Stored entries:
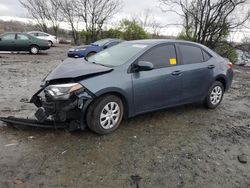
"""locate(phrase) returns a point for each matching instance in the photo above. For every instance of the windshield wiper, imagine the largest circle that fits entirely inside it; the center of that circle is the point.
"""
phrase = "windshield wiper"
(98, 64)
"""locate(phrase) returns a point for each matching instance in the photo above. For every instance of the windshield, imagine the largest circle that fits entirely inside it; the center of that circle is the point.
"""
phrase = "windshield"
(117, 55)
(101, 42)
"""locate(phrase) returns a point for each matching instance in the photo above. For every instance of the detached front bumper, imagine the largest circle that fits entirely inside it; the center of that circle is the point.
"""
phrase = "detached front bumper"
(70, 111)
(75, 54)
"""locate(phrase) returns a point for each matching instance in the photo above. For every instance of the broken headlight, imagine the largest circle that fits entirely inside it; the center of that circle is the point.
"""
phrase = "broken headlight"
(62, 91)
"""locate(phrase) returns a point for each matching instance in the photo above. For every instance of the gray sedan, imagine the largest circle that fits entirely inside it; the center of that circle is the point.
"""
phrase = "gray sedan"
(132, 78)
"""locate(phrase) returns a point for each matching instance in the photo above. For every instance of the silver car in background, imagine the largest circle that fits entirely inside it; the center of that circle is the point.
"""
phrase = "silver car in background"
(45, 36)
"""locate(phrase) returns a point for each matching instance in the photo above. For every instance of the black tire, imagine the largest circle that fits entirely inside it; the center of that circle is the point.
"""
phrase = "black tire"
(90, 54)
(209, 103)
(34, 49)
(95, 110)
(50, 43)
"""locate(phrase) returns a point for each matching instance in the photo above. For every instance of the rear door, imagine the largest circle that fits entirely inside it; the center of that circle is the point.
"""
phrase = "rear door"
(197, 67)
(22, 42)
(160, 87)
(43, 36)
(7, 42)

== ACTION ITEM ==
With the pictures removed, copy the data above word for word.

== SOLUTION FOR THIS TASK ==
"""locate(phrase) returns a point for each matching instance in the photo above. For every instance of the windshield wiper, imagine the largest circle that fits entirely inside it; the center of that circle is the point.
"""
phrase = "windshield wiper"
(98, 64)
"""locate(phrase) returns a point for each matching instance in the photo above. For every instance of the windshield, imagine the largest circle that fits entirely inside it; the center of that circle is the point.
"""
phrase = "windshield"
(117, 55)
(101, 42)
"""locate(phrase) returns a point for each matching instance in the photo above. For every instance of the detached front bumper, imagine the largest circle that fits entirely inside it; the center of that circle is the point.
"""
phrase = "detached front bumper"
(70, 111)
(75, 54)
"""locate(phrase) returns a point for each matching instance in the photo above. For every instance of the broken headlight, imagine the largest circle that fits entirely inside it; the center of that circle is the point.
"""
phrase = "broken headlight"
(62, 91)
"""locate(phrase) returns a point for each matching instance in the photo above. For every instance of the gray sedan, imagine the largest circle that fits entirely inside it; the center of that circle is the point.
"""
phrase = "gray sedan"
(132, 78)
"""locate(phrase) returns a point for each matching instance in the photo above. For every instance of the silver car in background, imagine the largest circle that fits entirely inside it; the center of that circle is the point.
"""
phrase = "silver car in background"
(45, 36)
"""locate(phrase) returns a point for each matching instance in the photo above. For every instance of the black tire, imagine the largest circle that fits entirely inside it; the center of that circle is the point.
"""
phrase = "black tire"
(90, 54)
(209, 103)
(34, 49)
(95, 110)
(50, 43)
"""locate(phrase) returns a point for each matching instance in the photo above. For every instance of the rear door, imagine the largest circle that fits entirely inside it; the center of that circle is the point.
"""
phrase = "rear door"
(197, 67)
(22, 42)
(160, 87)
(43, 36)
(7, 42)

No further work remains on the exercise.